■ **Directions for this task**:
Repeat each record below exactly, omitting whatever pictures appear in it.

Natural-language object grounding data:
*** Block opens ***
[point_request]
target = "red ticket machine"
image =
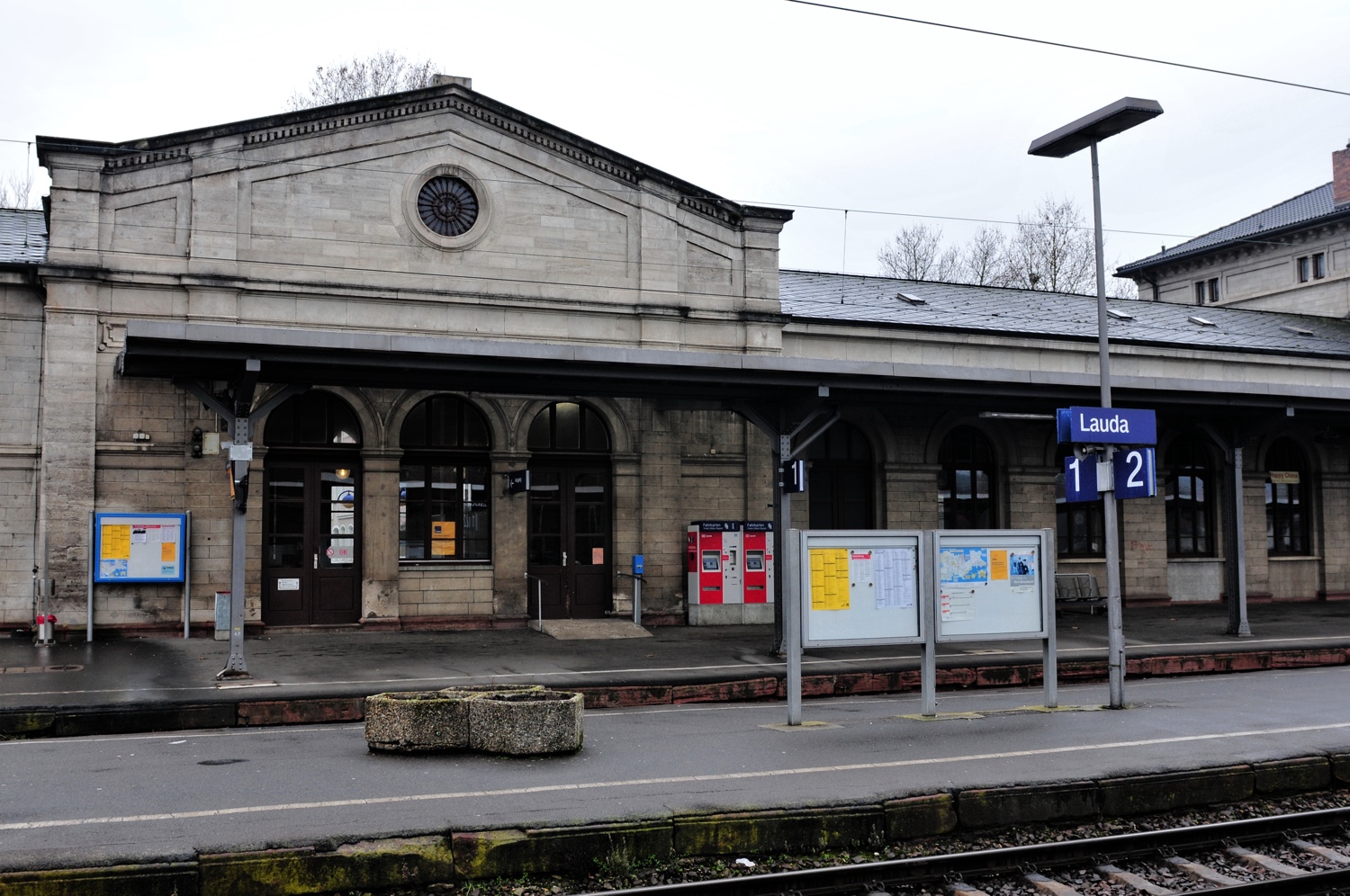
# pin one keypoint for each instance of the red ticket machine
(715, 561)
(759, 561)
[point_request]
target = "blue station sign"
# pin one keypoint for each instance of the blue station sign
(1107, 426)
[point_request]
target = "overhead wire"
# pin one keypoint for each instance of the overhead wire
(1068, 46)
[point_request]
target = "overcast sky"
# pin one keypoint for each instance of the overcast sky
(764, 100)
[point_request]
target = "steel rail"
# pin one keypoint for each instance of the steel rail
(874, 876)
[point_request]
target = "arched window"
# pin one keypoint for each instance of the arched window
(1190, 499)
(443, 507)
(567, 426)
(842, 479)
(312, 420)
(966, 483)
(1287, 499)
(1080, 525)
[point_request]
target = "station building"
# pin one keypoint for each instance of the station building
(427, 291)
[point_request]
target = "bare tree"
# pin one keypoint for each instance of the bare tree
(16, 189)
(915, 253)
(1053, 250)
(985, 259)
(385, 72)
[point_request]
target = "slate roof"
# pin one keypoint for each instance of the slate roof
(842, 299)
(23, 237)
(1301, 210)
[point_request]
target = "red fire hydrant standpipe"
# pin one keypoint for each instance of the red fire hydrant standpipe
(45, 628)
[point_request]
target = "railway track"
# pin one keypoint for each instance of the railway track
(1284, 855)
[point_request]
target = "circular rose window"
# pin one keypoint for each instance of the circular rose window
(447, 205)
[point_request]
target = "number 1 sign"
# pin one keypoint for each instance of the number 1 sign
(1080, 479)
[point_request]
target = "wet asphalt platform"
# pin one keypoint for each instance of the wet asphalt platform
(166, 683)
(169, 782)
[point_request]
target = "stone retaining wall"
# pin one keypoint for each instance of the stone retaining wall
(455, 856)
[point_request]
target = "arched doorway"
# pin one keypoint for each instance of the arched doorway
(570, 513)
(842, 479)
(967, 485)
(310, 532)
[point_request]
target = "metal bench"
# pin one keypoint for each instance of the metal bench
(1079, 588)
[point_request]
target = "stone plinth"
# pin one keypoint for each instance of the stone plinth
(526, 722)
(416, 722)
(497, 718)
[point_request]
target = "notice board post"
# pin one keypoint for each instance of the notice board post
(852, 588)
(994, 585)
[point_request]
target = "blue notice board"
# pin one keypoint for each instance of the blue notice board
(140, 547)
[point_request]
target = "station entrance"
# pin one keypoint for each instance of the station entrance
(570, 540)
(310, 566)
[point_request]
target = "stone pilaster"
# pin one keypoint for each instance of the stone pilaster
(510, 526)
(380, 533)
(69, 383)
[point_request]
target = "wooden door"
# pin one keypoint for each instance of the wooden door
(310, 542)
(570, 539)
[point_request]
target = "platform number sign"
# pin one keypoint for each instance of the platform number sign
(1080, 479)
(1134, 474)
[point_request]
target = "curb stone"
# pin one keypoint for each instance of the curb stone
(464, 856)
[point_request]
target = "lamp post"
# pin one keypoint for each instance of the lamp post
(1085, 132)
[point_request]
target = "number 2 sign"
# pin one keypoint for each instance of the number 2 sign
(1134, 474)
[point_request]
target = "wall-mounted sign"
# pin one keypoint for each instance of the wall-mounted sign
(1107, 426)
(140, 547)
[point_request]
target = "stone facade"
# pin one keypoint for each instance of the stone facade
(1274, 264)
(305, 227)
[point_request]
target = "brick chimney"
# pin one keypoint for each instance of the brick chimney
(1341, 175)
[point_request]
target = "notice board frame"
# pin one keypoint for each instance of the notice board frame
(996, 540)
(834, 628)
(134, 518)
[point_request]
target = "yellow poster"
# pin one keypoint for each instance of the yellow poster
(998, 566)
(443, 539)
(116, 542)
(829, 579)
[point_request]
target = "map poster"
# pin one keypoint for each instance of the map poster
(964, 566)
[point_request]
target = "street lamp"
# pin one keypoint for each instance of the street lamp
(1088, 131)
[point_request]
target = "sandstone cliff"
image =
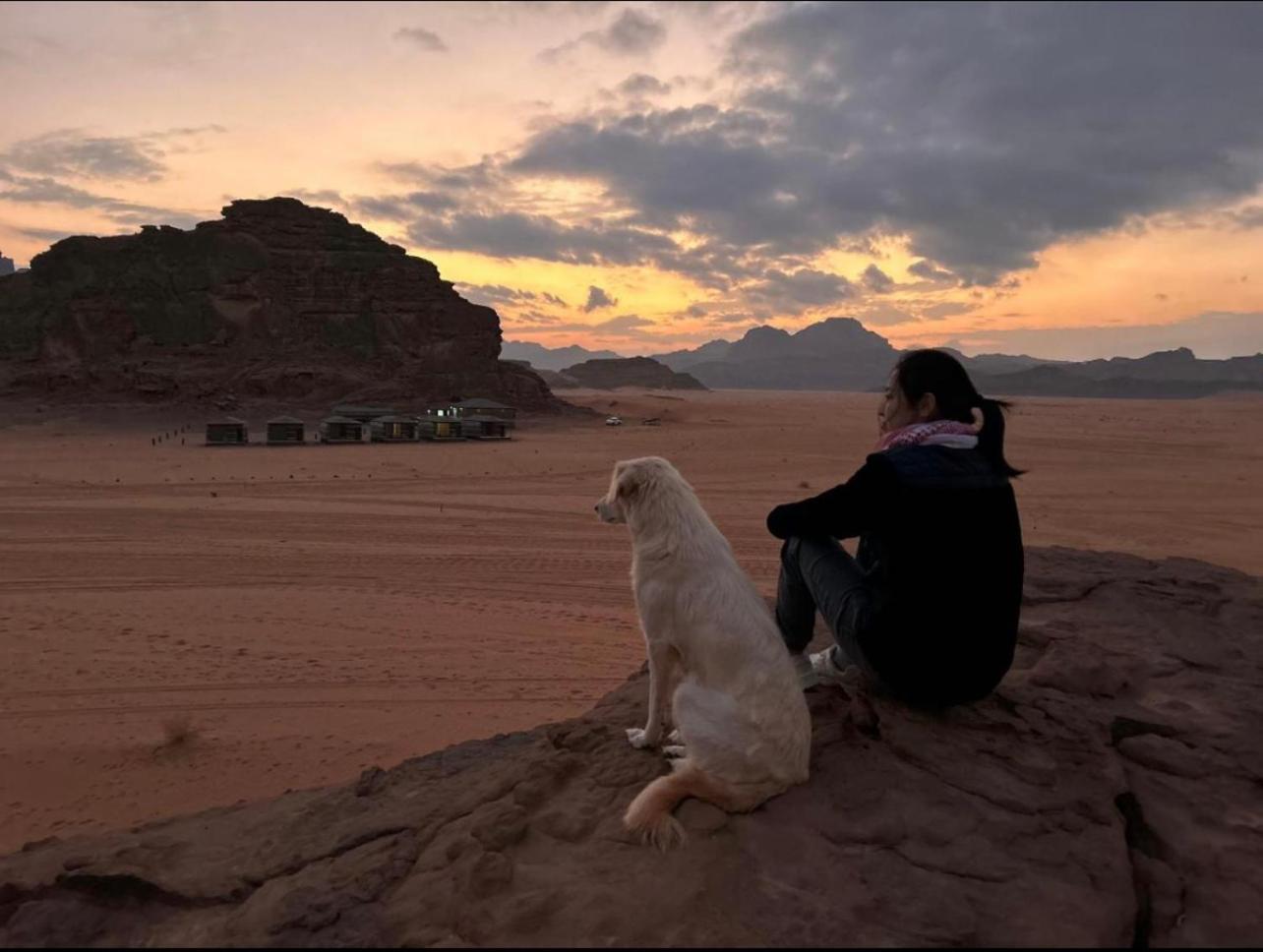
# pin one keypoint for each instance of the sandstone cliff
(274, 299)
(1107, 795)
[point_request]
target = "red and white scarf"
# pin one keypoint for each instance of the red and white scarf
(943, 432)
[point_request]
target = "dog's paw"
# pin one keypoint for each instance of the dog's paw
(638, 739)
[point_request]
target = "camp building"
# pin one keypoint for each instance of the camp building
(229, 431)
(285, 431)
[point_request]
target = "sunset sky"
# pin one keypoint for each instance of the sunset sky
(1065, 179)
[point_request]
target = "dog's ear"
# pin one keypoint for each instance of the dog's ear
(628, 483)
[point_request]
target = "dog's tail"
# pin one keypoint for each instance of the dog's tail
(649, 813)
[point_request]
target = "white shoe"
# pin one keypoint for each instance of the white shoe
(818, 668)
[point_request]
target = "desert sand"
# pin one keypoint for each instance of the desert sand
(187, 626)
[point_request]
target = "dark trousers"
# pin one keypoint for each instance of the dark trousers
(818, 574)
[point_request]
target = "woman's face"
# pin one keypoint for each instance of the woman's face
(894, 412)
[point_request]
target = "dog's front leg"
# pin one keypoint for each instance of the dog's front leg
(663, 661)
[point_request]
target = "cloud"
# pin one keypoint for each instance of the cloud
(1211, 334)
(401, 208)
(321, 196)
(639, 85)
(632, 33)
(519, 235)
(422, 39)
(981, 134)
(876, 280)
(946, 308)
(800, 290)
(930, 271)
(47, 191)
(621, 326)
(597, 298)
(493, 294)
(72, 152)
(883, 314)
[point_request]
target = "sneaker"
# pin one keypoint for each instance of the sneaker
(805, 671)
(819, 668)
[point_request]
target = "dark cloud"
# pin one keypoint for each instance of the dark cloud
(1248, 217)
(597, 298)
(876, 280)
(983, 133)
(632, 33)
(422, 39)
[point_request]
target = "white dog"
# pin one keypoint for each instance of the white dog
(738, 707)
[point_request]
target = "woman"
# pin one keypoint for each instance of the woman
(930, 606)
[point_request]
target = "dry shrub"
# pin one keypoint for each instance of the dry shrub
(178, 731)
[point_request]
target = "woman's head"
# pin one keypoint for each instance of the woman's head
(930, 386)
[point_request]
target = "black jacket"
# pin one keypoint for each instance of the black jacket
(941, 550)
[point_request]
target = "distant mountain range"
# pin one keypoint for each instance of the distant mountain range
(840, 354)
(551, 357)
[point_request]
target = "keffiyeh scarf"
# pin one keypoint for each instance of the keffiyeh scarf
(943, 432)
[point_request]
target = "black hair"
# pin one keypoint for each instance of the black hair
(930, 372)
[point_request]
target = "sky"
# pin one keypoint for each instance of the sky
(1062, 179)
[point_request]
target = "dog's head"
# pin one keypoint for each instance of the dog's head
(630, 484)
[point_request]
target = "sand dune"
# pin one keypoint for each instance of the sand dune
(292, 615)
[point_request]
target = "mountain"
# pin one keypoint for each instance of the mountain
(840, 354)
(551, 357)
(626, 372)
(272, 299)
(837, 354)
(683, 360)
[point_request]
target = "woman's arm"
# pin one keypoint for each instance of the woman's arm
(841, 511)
*** Block closes ***
■ **Result of the task**:
[point_request]
target = "red ticket machine"
image =
# pin one keypoint for each instance of the red ticket machine
(715, 561)
(759, 561)
[point_request]
target = "blue station sign"
# pin one keypoint for each instance of the blue station sign
(1107, 426)
[point_request]
target = "overhead wire"
# pin one keypoint for each instance of the overhead wire
(1068, 46)
[point_request]
target = "overcast sky"
# pin one keypoint for each instance of the overcast sky
(764, 100)
[point_request]
target = "steel rail"
# pin one keypoint for each instance of the steel rail
(874, 876)
[point_request]
target = "arched window"
# pin one keypoint for each instance of the arched window
(1190, 499)
(443, 507)
(567, 426)
(842, 479)
(312, 420)
(966, 483)
(1287, 499)
(1080, 525)
[point_request]
target = "station building"
# pin one keypoint for each instance of the station building
(427, 291)
[point_request]
target = "bare tree"
# pin one keypoint for each instance of the bare tree
(16, 189)
(915, 253)
(1053, 250)
(985, 259)
(385, 72)
[point_request]
target = "slate roof"
# pin one keypoint for each instance of the slate roof
(842, 299)
(23, 237)
(1301, 210)
[point_request]
target = "red fire hydrant standpipe"
# pin one keypoint for each instance of the red fire hydrant standpipe
(45, 628)
[point_request]
target = "railway track"
# pin one keypoint for each instance of the railway track
(1284, 855)
[point_request]
target = "circular rose window"
# pin one keypoint for each instance of the circular rose window
(447, 205)
[point_request]
target = "number 1 sign"
# pin one keypoint for each instance of the number 1 sign
(1080, 479)
[point_request]
target = "wet asphalt platform"
# pin one keypoint for each instance of the wet asphalt platform
(166, 683)
(169, 782)
[point_request]
target = "stone retaining wall"
# pin one keypoint for each instance of the stone retaining wall
(455, 856)
[point_request]
target = "arched doorway"
# pin one keypoint for each instance of the arched doorway
(570, 513)
(842, 479)
(967, 485)
(310, 532)
[point_request]
target = "metal bench"
# pin one keypoint for each instance of the metal bench
(1079, 588)
[point_request]
target = "stone plinth"
# pin one keypoint for each instance of the stone plinth
(526, 722)
(416, 722)
(497, 718)
[point_request]
target = "notice board post"
# pin one keypoint for each instance of the notice board post
(852, 588)
(994, 585)
[point_request]
target = "blue notice board"
# pin one keypoint for each instance of the blue notice board
(140, 547)
[point_request]
target = "station entrance"
# pin one keypoint for each instance of the station entrance
(570, 540)
(310, 566)
[point_request]
target = "stone pilaster"
# pin one keypoint for each instance of the stone pilaster
(510, 526)
(380, 533)
(69, 383)
[point_request]
target = "wooden door"
# pin one keypoint for each instance of the wooden door
(310, 542)
(570, 539)
[point_request]
target = "platform number sign"
# pin one keypoint for each instance of the platform number sign
(1080, 479)
(1134, 474)
[point_request]
target = "curb stone"
# pin one keypoint for each instance of the curb stone
(464, 856)
[point_request]
target = "lamp post"
# pin one keypoint for each instance of the lamp post
(1085, 132)
[point_request]
target = "number 2 sign"
# pin one keypoint for each instance of the number 2 sign
(1134, 474)
[point_request]
target = "wall-mounted sign"
# pin one keypoint for each instance of the wall-mounted sign
(1107, 426)
(140, 547)
[point_request]
target = "stone facade"
# pin one keypoint for each instance of the stone facade
(1274, 264)
(305, 227)
[point_request]
target = "brick chimney"
# pin one keypoint for each instance of the brick chimney
(1341, 175)
[point_request]
target = "notice board frame"
# pin one keypoint for each instance of the notice board frame
(996, 540)
(834, 628)
(134, 518)
[point_request]
target = "yellow poster"
# pin one keypoint for each instance of the yellow poster
(998, 566)
(443, 539)
(116, 542)
(829, 579)
[point_request]
target = "map poster"
# pin one keypoint for each instance of the map poster
(964, 566)
[point_request]
target = "street lamp"
# pin one keypoint for each instance of the street lamp
(1088, 131)
[point_request]
target = "sandstone cliff"
image =
# pin one keypoint for each instance of the sandstone cliff
(274, 299)
(1107, 795)
[point_request]
target = "red and white scarf"
# pin one keypoint for each instance of the red and white scarf
(943, 432)
[point_request]
target = "dog's paw"
# pin one keypoint for each instance of the dog's paw
(638, 739)
[point_request]
target = "camp building"
# pin one keypoint for each instance of the camp building
(229, 431)
(285, 431)
[point_request]
target = "sunset sky"
# pin one keypoint for each instance of the sunset sky
(1065, 179)
[point_request]
target = "dog's ear"
# pin one keypoint for each instance of the dog's ear
(628, 483)
[point_request]
target = "dog's tail"
# pin one keypoint for each instance of the dog's tail
(649, 813)
[point_request]
target = "white shoe"
# pin one keypoint for each instance of the white shoe
(818, 668)
[point_request]
target = "desert sand"
# pin one keypoint for each instance of the desert sand
(187, 626)
[point_request]
target = "dark trousers"
# pin one keypoint for each instance of the dark trousers
(818, 574)
[point_request]
target = "woman's face"
# pin one keypoint for each instance of the woman's face
(894, 412)
[point_request]
target = "dog's front leg"
# pin one keypoint for each instance of the dog's front leg
(663, 661)
[point_request]
target = "cloud"
# pin one keypoint for each instance of the cloud
(1211, 334)
(401, 208)
(321, 196)
(639, 85)
(632, 33)
(519, 235)
(422, 39)
(981, 134)
(876, 280)
(946, 308)
(800, 290)
(930, 271)
(47, 191)
(621, 326)
(597, 298)
(493, 294)
(72, 152)
(883, 314)
[point_request]
target = "sneaker"
# pin one keypoint for each instance of the sneaker
(805, 671)
(819, 668)
[point_request]
target = "dark cloud"
# pin one keypoint for each instance of the dark cloud
(1248, 217)
(597, 298)
(876, 280)
(983, 133)
(632, 33)
(422, 39)
[point_request]
target = "white dog"
# pin one keypoint for each instance of the white dog
(738, 707)
[point_request]
target = "woman"
# pin one keypoint for each instance of the woman
(930, 606)
[point_request]
target = "dry shrub"
# pin one keypoint for each instance of the dry shrub
(178, 731)
[point_request]
target = "woman's head"
# pin one keypoint for each instance of the woman's head
(930, 386)
[point_request]
target = "black jacket"
# pin one keypoint for each instance of the black jacket
(941, 550)
[point_request]
target = "distant mountain range"
# pin one keypoint for each instance of the distant mountain range
(840, 354)
(551, 357)
[point_request]
target = "keffiyeh scarf"
# pin one keypoint for each instance of the keffiyeh scarf
(943, 432)
[point_request]
target = "black hair"
# pin one keypoint for each instance of the black hair
(930, 372)
[point_request]
target = "sky"
# pin one keypoint for each instance of the sky
(1062, 179)
[point_request]
target = "dog's head"
# pin one keypoint for each instance of the dog's head
(630, 484)
[point_request]
target = "sand dune"
# pin one keypoint for each instance of the sand dune
(292, 615)
[point_request]
target = "mountain"
# pin one keypoint for each instance of the mountain
(840, 354)
(551, 357)
(626, 372)
(272, 299)
(837, 354)
(683, 360)
[point_request]
target = "woman's arm"
# pin one keypoint for each instance of the woman's arm
(841, 511)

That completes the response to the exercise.